— PROBLEM DETAILS —
Please repeat the listing below word for word, leaving the pictures out of your answer.

— LISTED ENTRIES —
↓↓↓
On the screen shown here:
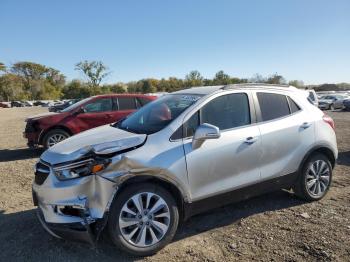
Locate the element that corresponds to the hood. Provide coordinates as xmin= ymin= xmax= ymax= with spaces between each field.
xmin=318 ymin=99 xmax=333 ymax=103
xmin=26 ymin=112 xmax=59 ymax=121
xmin=41 ymin=125 xmax=147 ymax=164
↑↑↑
— SOLUTION TO THIS PROBLEM —
On the screen shown here:
Locate the element that corresponds to the hood. Provide coordinates as xmin= ymin= xmax= ymax= with spaces between each field.
xmin=318 ymin=99 xmax=333 ymax=103
xmin=26 ymin=112 xmax=59 ymax=121
xmin=41 ymin=125 xmax=147 ymax=164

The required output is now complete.